Coupons? Not Worth It!

Jeeves! Please take the limo to the Stop n' Shop so we can save a dollar on Miss Fluffy's din-din.

Food activist Michael Pollan offers simple but sage advice to Americans who worry that their food is neither nutritious nor safe: If it’s advertised, don’t buy it. As Pollan warns, foods that come attached to expensive promotions are often laden with salt, calories, fat, and chemical additives. To Pollan’s counsel I offer this codicil: Avoid all grocery products for which a coupon exists.

I know this goes against the cultural grain–there are even coupon aggregators now, such as Groupon. Still, the easiest way to get fleeced like a summer lamb is to buy food around which there is a coupon campaign. These products fall into two categories: those products seeking to convince you that ordinary food isn’t, hence its inflated price; and those that try to seduce you into buying quantities that one might stockpile to ride out nuclear winter. Here are a few recent head scratchers:

Cambell’s invites you to save a dollar if you buy ten cans of condensed chicken noodle soup. That’s a whole dime a can. Holy cow! Take the savings and buy a Bentley! Or, maybe you ought to compare Campbell’s to your local store brand, which is likely to cost at least a quarter less than Campbell’s, whose subsidiary might have made the store brand in the first place. Even if it didn’t, there isn’t much in chicken noodle soup–a (very) few pieces of rubbery cubed bird, some pasta, salt, and water. Plus, where the hell are we supposed to store ten cans of soup? Did Campbell not get the memo that birth control is legal, families are smaller than in the 1890s, and that people no longer live in houses the size of Botswana?

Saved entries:
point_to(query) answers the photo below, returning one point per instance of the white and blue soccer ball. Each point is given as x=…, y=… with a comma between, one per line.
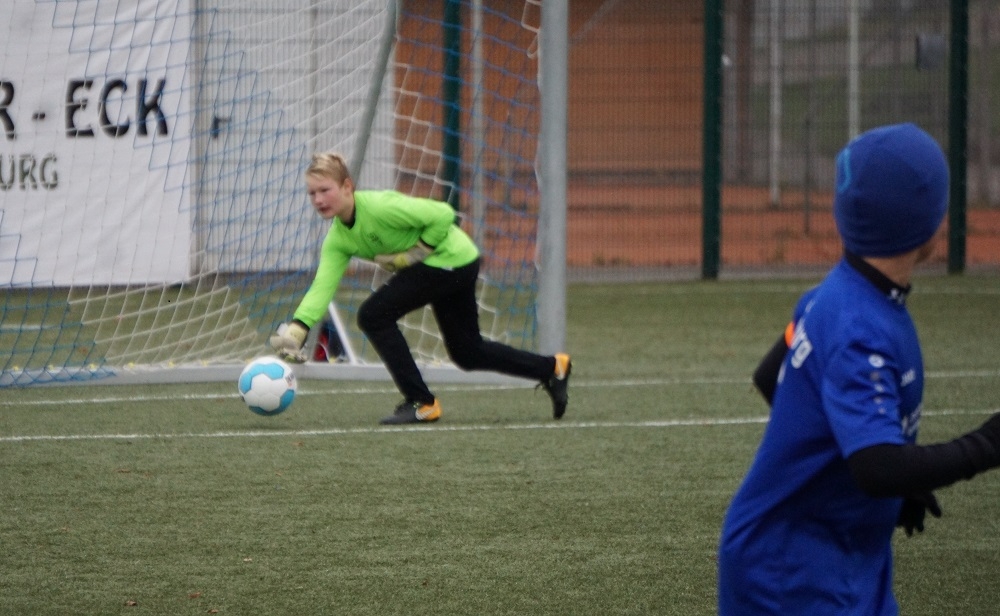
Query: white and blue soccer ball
x=267, y=385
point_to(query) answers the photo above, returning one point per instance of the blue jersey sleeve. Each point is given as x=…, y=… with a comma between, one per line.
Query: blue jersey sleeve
x=861, y=394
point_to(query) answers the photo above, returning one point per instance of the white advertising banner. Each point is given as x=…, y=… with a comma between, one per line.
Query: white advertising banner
x=95, y=133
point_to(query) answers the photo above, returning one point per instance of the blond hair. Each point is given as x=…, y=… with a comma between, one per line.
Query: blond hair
x=329, y=165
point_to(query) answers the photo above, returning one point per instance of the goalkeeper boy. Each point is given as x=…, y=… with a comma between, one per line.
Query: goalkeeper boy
x=434, y=263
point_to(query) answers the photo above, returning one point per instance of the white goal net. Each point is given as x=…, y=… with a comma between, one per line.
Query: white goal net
x=153, y=218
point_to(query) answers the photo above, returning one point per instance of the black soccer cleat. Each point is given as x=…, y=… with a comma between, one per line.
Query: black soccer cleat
x=413, y=412
x=558, y=384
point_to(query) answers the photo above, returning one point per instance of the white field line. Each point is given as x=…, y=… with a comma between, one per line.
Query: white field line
x=388, y=389
x=563, y=425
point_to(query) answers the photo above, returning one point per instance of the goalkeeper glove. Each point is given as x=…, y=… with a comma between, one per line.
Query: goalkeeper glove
x=399, y=260
x=288, y=341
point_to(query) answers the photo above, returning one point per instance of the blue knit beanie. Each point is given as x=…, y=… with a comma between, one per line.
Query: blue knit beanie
x=892, y=191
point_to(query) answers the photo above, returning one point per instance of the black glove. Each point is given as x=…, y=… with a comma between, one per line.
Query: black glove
x=911, y=516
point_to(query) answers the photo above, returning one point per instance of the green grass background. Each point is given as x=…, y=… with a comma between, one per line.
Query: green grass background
x=176, y=500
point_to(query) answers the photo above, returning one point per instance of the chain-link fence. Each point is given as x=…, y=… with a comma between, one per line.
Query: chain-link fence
x=799, y=79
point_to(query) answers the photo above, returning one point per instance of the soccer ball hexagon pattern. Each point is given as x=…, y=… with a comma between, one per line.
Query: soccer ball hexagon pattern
x=267, y=385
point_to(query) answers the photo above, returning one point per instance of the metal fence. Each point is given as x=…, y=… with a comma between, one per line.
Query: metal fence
x=798, y=79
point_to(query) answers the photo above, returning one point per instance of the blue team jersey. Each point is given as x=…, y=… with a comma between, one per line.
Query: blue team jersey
x=800, y=537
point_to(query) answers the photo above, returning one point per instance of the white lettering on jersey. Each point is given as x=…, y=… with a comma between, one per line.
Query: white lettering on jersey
x=801, y=347
x=908, y=377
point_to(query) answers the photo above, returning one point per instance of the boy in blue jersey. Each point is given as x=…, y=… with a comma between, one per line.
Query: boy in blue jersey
x=809, y=530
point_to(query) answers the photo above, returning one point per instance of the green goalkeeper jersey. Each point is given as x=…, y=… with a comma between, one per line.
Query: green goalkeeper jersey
x=385, y=222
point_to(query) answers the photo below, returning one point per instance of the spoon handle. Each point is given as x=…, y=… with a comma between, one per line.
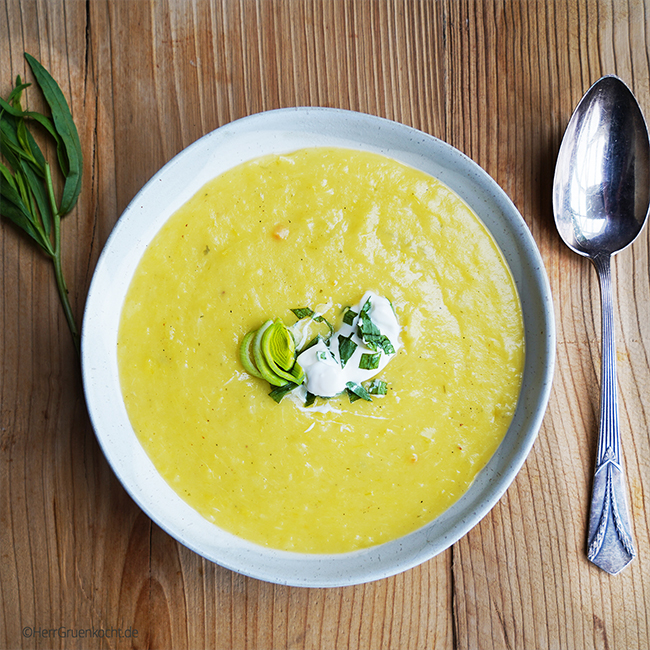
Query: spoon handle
x=610, y=543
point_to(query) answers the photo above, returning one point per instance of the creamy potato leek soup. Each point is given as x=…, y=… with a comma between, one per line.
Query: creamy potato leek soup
x=321, y=350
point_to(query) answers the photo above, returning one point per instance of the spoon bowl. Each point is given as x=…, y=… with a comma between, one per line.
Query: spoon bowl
x=601, y=189
x=601, y=195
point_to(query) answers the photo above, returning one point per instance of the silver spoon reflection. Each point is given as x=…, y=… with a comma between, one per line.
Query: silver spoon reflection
x=601, y=193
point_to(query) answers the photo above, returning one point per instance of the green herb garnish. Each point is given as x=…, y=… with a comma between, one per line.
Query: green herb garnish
x=358, y=391
x=370, y=334
x=303, y=312
x=378, y=387
x=349, y=315
x=346, y=348
x=27, y=195
x=369, y=361
x=307, y=312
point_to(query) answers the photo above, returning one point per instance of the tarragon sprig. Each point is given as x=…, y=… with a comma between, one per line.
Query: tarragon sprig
x=27, y=196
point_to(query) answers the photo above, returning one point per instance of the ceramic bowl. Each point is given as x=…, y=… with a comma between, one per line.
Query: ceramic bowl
x=282, y=131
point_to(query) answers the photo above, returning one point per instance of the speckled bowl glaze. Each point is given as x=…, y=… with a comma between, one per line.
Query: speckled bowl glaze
x=276, y=132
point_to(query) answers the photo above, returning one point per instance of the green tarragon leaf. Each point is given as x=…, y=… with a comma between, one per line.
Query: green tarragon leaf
x=358, y=391
x=369, y=361
x=65, y=127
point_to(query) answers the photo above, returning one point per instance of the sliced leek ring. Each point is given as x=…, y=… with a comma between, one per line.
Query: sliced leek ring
x=260, y=361
x=246, y=355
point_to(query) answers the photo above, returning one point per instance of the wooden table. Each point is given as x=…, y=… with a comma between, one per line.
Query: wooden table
x=146, y=78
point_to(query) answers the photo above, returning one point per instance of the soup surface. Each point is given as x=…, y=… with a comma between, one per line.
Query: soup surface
x=318, y=228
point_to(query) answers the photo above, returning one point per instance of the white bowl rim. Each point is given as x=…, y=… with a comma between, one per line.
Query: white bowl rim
x=280, y=131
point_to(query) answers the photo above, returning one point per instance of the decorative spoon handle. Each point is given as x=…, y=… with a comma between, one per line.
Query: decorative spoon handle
x=610, y=543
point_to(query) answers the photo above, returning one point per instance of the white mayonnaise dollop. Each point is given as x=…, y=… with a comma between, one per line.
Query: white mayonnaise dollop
x=322, y=363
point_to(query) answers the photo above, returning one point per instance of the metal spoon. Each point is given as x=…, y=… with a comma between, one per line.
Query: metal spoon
x=601, y=193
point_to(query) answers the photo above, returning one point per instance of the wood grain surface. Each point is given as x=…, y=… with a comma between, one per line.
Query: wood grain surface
x=145, y=78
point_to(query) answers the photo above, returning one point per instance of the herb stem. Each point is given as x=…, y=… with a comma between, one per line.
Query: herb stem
x=56, y=260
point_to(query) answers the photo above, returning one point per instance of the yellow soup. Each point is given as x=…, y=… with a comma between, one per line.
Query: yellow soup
x=318, y=228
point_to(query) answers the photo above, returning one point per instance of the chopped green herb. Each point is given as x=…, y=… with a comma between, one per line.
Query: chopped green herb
x=346, y=348
x=369, y=361
x=378, y=387
x=306, y=312
x=281, y=391
x=303, y=312
x=358, y=390
x=349, y=316
x=381, y=342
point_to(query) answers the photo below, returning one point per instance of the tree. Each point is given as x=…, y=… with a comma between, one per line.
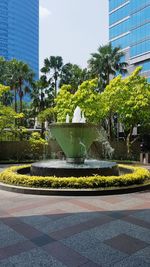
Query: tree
x=52, y=67
x=7, y=114
x=130, y=99
x=22, y=78
x=85, y=97
x=106, y=62
x=73, y=75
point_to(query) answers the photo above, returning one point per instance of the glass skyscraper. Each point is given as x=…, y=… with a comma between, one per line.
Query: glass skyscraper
x=129, y=28
x=19, y=31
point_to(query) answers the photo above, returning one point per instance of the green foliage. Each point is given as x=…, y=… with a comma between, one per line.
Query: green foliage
x=139, y=176
x=106, y=62
x=47, y=115
x=52, y=70
x=129, y=98
x=3, y=89
x=37, y=144
x=7, y=115
x=72, y=74
x=86, y=97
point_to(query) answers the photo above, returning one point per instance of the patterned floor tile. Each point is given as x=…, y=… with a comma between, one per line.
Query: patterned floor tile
x=126, y=243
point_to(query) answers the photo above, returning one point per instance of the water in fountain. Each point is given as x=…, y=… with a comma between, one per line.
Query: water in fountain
x=75, y=139
x=106, y=147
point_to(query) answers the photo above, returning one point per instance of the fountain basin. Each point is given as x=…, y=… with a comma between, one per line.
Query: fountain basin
x=74, y=139
x=60, y=168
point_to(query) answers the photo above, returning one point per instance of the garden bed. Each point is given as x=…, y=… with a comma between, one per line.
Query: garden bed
x=132, y=176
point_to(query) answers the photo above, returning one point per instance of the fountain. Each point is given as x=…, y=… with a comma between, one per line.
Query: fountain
x=74, y=138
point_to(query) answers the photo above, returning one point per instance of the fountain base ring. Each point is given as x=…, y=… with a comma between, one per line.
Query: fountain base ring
x=60, y=168
x=75, y=160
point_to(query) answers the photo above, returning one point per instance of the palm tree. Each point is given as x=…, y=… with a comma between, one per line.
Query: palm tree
x=21, y=79
x=106, y=63
x=73, y=75
x=53, y=66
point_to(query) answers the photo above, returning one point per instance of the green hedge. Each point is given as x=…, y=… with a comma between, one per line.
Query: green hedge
x=138, y=176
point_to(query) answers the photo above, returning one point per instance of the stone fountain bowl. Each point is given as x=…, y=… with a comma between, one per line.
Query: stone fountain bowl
x=74, y=139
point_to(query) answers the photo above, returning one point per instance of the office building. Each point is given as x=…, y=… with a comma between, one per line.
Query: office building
x=19, y=31
x=129, y=28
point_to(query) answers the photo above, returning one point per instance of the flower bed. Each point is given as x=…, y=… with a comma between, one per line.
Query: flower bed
x=138, y=176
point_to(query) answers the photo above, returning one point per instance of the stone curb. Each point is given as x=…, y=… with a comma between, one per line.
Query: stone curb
x=73, y=192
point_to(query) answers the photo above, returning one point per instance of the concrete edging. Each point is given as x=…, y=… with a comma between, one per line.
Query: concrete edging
x=73, y=192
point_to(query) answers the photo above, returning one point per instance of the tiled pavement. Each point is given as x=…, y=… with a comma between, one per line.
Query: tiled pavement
x=74, y=231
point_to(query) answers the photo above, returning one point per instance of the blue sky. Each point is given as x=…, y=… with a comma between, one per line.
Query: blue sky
x=72, y=29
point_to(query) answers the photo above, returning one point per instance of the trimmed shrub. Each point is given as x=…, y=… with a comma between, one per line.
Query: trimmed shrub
x=138, y=176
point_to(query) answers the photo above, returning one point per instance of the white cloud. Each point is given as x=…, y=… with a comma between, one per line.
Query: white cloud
x=44, y=12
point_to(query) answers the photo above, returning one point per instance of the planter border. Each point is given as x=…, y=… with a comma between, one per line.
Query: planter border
x=74, y=192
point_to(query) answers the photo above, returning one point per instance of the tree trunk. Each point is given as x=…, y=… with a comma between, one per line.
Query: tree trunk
x=128, y=142
x=110, y=126
x=15, y=99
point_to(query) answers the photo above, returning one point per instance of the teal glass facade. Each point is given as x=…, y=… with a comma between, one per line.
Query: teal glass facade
x=129, y=28
x=19, y=31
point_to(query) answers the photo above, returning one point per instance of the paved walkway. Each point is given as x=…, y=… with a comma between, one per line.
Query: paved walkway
x=50, y=231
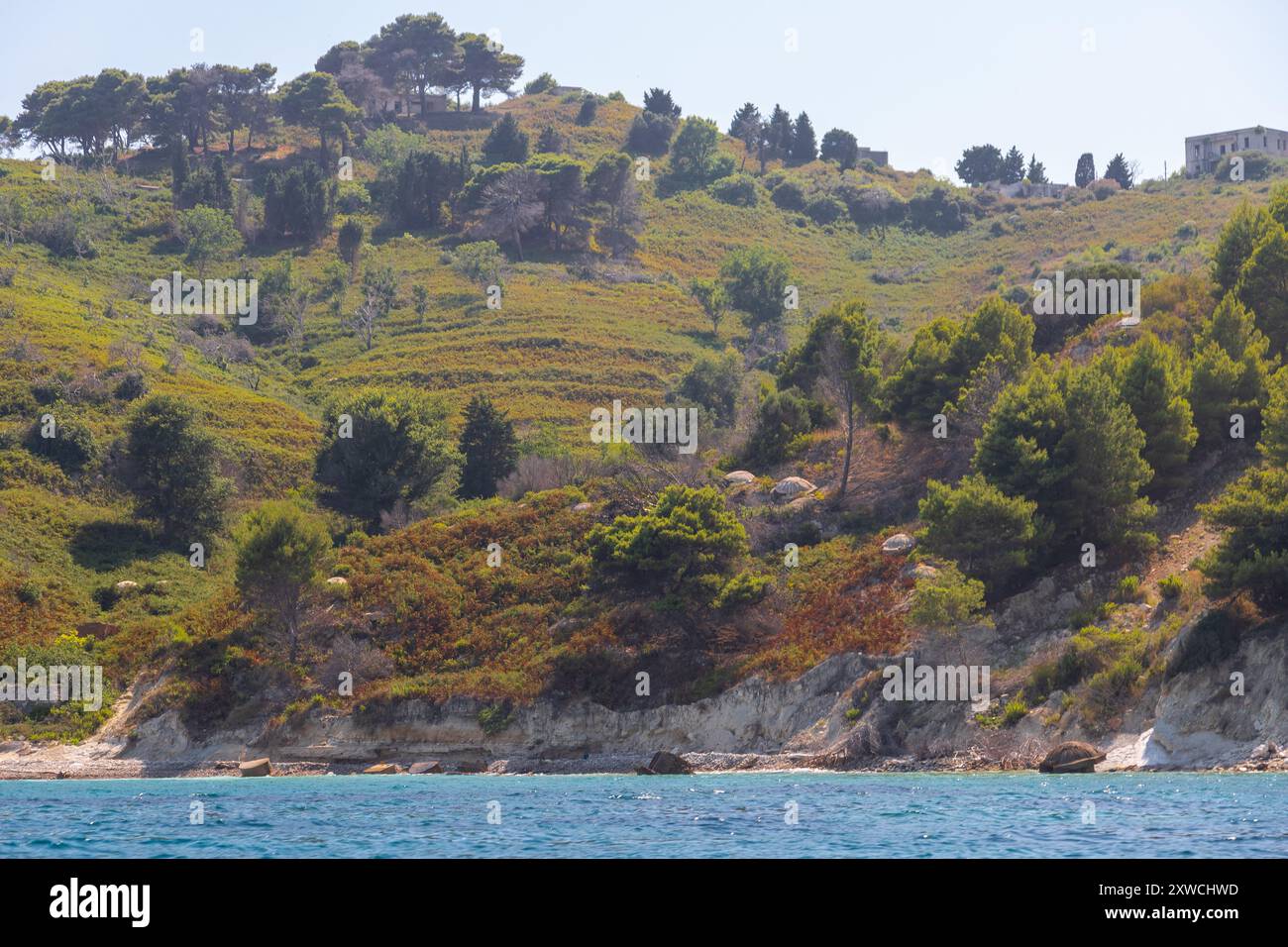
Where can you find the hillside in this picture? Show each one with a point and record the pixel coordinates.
(413, 611)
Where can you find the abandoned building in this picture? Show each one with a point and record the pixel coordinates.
(1203, 153)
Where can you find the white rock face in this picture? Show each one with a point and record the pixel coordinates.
(898, 544)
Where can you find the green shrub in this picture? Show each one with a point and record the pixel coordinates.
(683, 545)
(738, 189)
(824, 210)
(1128, 589)
(71, 446)
(1171, 586)
(1014, 711)
(29, 592)
(742, 589)
(789, 196)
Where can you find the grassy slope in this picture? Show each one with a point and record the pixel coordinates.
(561, 344)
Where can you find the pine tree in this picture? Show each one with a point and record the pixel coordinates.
(804, 142)
(1086, 170)
(1102, 497)
(1263, 286)
(1229, 372)
(1274, 431)
(1013, 166)
(780, 134)
(505, 144)
(488, 446)
(1150, 379)
(1119, 170)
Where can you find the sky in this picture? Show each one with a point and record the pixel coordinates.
(921, 80)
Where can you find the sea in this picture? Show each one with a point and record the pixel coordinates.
(774, 814)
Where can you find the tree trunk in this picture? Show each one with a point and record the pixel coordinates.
(849, 449)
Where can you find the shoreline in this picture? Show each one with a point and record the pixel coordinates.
(42, 771)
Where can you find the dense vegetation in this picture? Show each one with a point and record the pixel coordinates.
(387, 472)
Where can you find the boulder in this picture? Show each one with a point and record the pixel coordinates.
(793, 486)
(665, 764)
(919, 570)
(1072, 757)
(900, 544)
(256, 768)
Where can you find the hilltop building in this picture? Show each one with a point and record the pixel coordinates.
(410, 103)
(879, 158)
(1203, 153)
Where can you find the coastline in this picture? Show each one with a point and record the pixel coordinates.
(40, 768)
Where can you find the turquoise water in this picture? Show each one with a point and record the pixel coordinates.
(915, 815)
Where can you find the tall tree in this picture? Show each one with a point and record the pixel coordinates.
(1153, 381)
(804, 142)
(979, 163)
(415, 52)
(1263, 287)
(1013, 166)
(485, 67)
(1037, 171)
(841, 147)
(1086, 170)
(316, 101)
(780, 134)
(395, 447)
(488, 446)
(840, 360)
(505, 144)
(1229, 371)
(279, 554)
(511, 206)
(1120, 170)
(746, 128)
(171, 468)
(660, 102)
(755, 282)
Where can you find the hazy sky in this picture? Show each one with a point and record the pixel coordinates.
(921, 78)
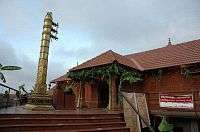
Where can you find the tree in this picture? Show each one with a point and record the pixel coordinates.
(7, 68)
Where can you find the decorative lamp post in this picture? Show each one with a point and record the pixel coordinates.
(40, 100)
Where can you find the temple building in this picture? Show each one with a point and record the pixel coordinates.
(169, 77)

- **Task item A**:
Print everything in the coupons piece from "Coupons? Not Worth" down to "a coupon exists.".
- **Task item B**:
Write the next part of the piece on grocery coupons, beginning right after its last sentence.

- **Written answer A**:
Coupons? Not Worth It!

Jeeves! Please take the limo to the Stop n' Shop so we can save a dollar on Miss Fluffy's din-din.

Food activist Michael Pollan offers simple but sage advice to Americans who worry that their food is neither nutritious nor safe: If it’s advertised, don’t buy it. As Pollan warns, foods that come attached to expensive promotions are often laden with salt, calories, fat, and chemical additives. To Pollan’s counsel I offer this codicil: Avoid all grocery products for which a coupon exists.

- **Written answer B**:
Krusteaz (who?) also wants you to save a buck by buying two packages of their “bakery style cookie mix.” Any bakery that actually made cookies that tasted like store dough would go out of business in a week. But here’s the other thing: If you’re an adult, you don’t want to have cookie dough handy; if you have little ones, making cookies from scratch is part of the childhood experience. Plus it’s wicked cheaper than premade products.

Totino’s also flashes promises of a big one-dollar savings. All you must do is buy four of their Crisp Crust Party Pizza. Does anyone in America live in a place where there’s no local pizza shop? Not even a Domino’s? Is the local dough slinger so inept that he can’t make one that tastes better than a frozen pie? And again I must ask the question: Where are we supposed to store four big old boxes? My fridge freezer compartment gets crowded when both ice trays are filled.

Hellman’s will save you­–you guessed it!–one American buckeroo on three mayonnaise products. Okay, just trust me on this one–you simply don’t want to go through three mayo jars within the expiration date window. That dollar you saved won’t make a dent in new trouser expenditures.

Tide offers two dollars off on any three laundry products–detergent, softener, stain treatments…. You really don’t need to buy softener any more. That’s a scam holdover from the days in which detergents were filled with lye and with now-banned chemicals. Forget it and you’ll notice nothing! So do we need three bottles of Tide? Are we confusing this stuff with OJ?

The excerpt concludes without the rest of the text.